Sparked by this post by Scio, Scio who posed a question:
How could anyone support abortion if they knew that they might have been killed? You've had years to realize that if you had died then none of your fondest memories would have occurred, your favorite desserts would have gone uneaten, music unappreciated...how we cannot be fiercely protective of our own lives is beyond me.
My response:
~ Yup, I am fully aware of the dichotamy that I might not exist, but then I wouldn't exist to care. I am also protective of life, of liberty of justice. But I say that if you are unjust, unfree then life is less worth living. Would I die to preserve the freedoms of what I believe in? Possibly. If so I must therefore contemplate the idea that the freedoms I choose to believe in may have lead to my non-life.
You see, I am adopted. Yet I support choice when it come to abortion. The fact I can do this, despite the fact I may well have not existed had my first/birth mother made a different choice. The idea that I would not have existed is almost incomprehensible to the living person here. Yet am I a hypocrite for supporting something that would have snuffed my life out before it was realised?
But this has made me think (ok, in 2 directions: I am following one).
What value do we place on life, any life? Is a foetus more or less worthy than a 5 year old, a 15 year old, a young adult or a mature one? Is the life of a chinese girl baby worth more or less than an american boy? A palistinian soldier versus a Tibeten nun?
Who gets to choose who lives or dies? The obvious answer is that no one should, yet every day there is death. Death caused by the hand of another person. It would be trite for me to say that more die daily in war than by abortion.

------------------------------------

**Your assignment**
Reproduce the entire post on abortion and the value of life word for word. The records that follow are separate material and independent of the post.

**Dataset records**
------------------------------------

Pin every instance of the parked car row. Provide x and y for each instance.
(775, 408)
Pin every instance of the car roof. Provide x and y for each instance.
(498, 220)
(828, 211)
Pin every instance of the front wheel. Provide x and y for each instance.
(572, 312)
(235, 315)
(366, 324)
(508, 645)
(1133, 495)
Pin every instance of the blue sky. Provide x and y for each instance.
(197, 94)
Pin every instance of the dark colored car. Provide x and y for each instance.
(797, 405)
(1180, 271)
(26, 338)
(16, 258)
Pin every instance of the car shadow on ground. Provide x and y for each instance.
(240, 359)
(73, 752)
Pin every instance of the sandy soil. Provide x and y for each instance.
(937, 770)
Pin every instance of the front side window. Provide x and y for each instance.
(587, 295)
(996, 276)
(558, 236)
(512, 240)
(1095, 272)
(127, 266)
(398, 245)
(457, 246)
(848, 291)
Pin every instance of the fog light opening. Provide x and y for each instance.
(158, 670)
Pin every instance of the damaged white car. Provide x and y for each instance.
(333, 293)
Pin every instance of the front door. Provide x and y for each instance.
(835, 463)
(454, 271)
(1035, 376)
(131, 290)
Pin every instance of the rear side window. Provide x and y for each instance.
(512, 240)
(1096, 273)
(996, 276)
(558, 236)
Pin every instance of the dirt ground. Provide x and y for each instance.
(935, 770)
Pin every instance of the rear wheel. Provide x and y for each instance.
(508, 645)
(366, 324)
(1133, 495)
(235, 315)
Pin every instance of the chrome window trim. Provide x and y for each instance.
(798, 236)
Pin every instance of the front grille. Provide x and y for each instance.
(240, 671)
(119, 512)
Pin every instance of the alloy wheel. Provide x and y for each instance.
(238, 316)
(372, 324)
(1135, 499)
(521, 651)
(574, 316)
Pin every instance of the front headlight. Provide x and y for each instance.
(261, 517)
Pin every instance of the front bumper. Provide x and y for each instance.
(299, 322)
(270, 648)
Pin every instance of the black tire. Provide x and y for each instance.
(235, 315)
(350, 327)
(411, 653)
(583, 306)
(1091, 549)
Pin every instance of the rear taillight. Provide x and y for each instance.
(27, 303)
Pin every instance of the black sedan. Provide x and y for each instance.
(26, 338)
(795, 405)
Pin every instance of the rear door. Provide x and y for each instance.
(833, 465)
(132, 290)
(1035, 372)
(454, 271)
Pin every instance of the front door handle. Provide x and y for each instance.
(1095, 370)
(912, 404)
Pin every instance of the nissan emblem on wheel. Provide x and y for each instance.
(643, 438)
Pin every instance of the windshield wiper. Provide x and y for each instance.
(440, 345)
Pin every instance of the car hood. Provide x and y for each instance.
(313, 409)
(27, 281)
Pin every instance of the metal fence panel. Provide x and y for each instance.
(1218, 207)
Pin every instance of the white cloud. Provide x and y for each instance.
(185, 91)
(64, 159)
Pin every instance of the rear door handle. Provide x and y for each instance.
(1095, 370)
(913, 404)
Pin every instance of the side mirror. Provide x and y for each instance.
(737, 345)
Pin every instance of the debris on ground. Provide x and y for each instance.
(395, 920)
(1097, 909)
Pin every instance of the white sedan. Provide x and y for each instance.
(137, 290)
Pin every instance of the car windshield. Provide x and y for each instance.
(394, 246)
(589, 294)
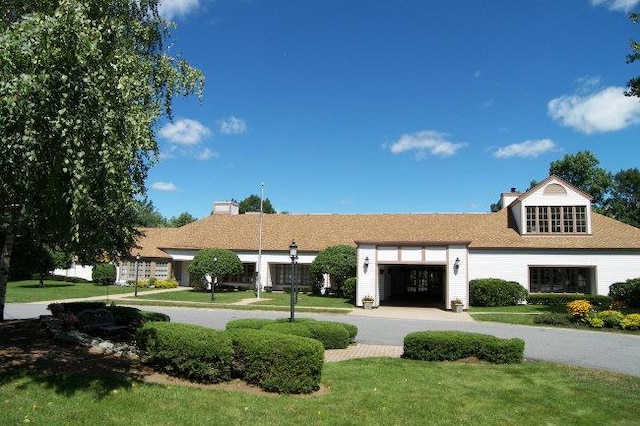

------------------------------------

**Task solution**
Sparked by this post by Scio, Scio who posed a question:
How could anyone support abortion if they knew that they might have been killed? You've had years to realize that if you had died then none of your fondest memories would have occurred, your favorite desserts would have gone uneaten, music unappreciated...how we cannot be fiercely protective of our own lives is beyond me.
My response:
~ Yup, I am fully aware of the dichotamy that I might not exist, but then I wouldn't exist to care. I am also protective of life, of liberty of justice. But I say that if you are unjust, unfree then life is less worth living. Would I die to preserve the freedoms of what I believe in? Possibly. If so I must therefore contemplate the idea that the freedoms I choose to believe in may have lead to my non-life.
You see, I am adopted. Yet I support choice when it come to abortion. The fact I can do this, despite the fact I may well have not existed had my first/birth mother made a different choice. The idea that I would not have existed is almost incomprehensible to the living person here. Yet am I a hypocrite for supporting something that would have snuffed my life out before it was realised?
But this has made me think (ok, in 2 directions: I am following one).
What value do we place on life, any life? Is a foetus more or less worthy than a 5 year old, a 15 year old, a young adult or a mature one? Is the life of a chinese girl baby worth more or less than an american boy? A palistinian soldier versus a Tibeten nun?
Who gets to choose who lives or dies? The obvious answer is that no one should, yet every day there is death. Death caused by the hand of another person. It would be trite for me to say that more die daily in war than by abortion.